HR Hero Line

Healthcare reform and state exchanges

by Gary S. Fealk

Employers should be aware that big changes are on the horizon as a result of the passage of the Affordable Care Act (ACA) and the U.S. Supreme Court decision upholding the law as constitutional last year. This article briefly discusses provisions addressing state health insurance exchanges and the mandate that employers provide health insurance to employees. 

Offer health insurance, or pay a penalty
In 2014, employers with 50 or more full-time employees must either offer health insurance coverage constituting “minimum essential coverage” or pay a $2,000 annual tax ($166.67 per month) for each full-time employee (in excess of 30 employees). “Full-time employee” (FTE) is defined as an employee who works 30 or more hours each week. For the purpose of calculating an employer’s total number of FTEs, the hours of part-time employees are aggregated and counted as equivalent to an FTE, but only for determining “large employer” status for “play or pay” purposes. Smaller employers are exempt from the play-or-pay mandate.

# Information
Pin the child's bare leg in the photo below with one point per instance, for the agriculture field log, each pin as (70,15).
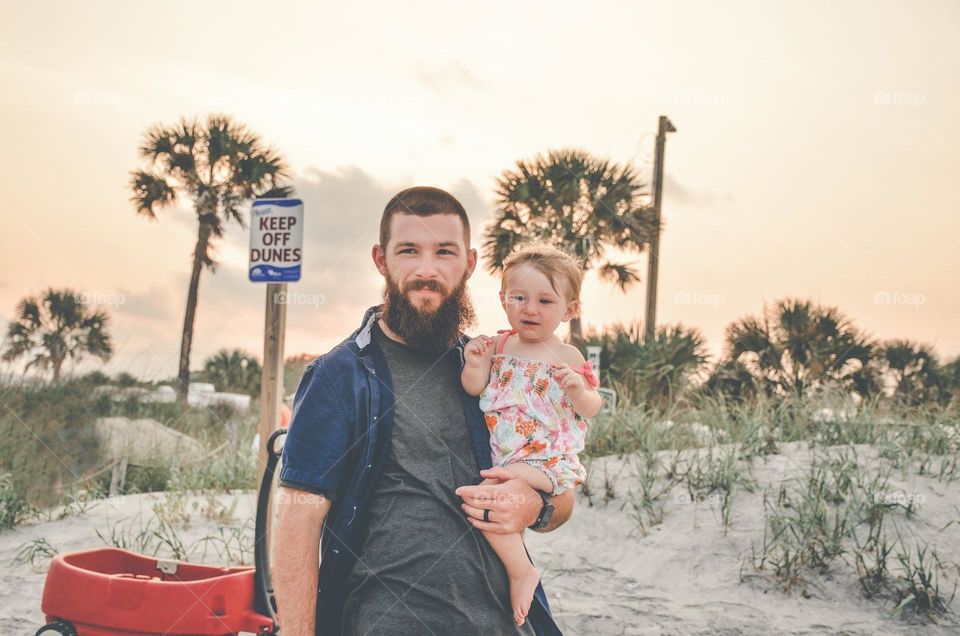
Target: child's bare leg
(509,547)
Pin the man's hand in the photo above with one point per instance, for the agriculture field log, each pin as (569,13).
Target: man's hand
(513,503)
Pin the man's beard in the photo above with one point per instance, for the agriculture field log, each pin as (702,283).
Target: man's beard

==

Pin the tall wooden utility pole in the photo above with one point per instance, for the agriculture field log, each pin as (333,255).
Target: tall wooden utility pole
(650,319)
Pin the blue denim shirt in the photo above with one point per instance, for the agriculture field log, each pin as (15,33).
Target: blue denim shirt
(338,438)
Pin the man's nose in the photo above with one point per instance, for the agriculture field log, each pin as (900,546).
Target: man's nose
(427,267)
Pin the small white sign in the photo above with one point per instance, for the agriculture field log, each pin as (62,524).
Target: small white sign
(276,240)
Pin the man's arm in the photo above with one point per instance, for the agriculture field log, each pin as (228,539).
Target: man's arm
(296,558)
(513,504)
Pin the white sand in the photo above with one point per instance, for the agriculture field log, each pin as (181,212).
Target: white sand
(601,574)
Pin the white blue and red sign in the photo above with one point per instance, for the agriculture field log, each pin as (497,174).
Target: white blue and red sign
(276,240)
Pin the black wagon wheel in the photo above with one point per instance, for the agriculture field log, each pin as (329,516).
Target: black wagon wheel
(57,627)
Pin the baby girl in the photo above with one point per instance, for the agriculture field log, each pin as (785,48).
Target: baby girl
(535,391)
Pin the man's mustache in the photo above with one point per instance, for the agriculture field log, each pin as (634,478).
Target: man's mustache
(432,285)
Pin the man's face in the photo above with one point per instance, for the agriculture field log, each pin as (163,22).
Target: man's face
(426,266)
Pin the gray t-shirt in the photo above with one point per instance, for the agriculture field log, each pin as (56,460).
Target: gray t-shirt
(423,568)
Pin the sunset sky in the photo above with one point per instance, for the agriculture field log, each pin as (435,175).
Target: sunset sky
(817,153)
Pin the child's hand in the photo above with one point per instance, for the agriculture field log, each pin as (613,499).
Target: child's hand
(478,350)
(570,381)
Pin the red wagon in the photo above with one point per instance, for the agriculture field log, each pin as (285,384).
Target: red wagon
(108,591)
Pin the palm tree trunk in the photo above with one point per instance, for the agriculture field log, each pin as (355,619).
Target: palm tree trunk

# Apply what you read
(1) According to the healthcare reform article, how many hours a week must an employee work to count as a full-time employee?
(2) Please extract the part of the healthcare reform article starting with "Offer health insurance, or" and going on through "the play-or-pay mandate.".
You won't need the listing for this.

# Written responses
(1) 30 or more hours each week.

(2)
Offer health insurance, or pay a penalty
In 2014, employers with 50 or more full-time employees must either offer health insurance coverage constituting “minimum essential coverage” or pay a $2,000 annual tax ($166.67 per month) for each full-time employee (in excess of 30 employees). “Full-time employee” (FTE) is defined as an employee who works 30 or more hours each week. For the purpose of calculating an employer’s total number of FTEs, the hours of part-time employees are aggregated and counted as equivalent to an FTE, but only for determining “large employer” status for “play or pay” purposes. Smaller employers are exempt from the play-or-pay mandate.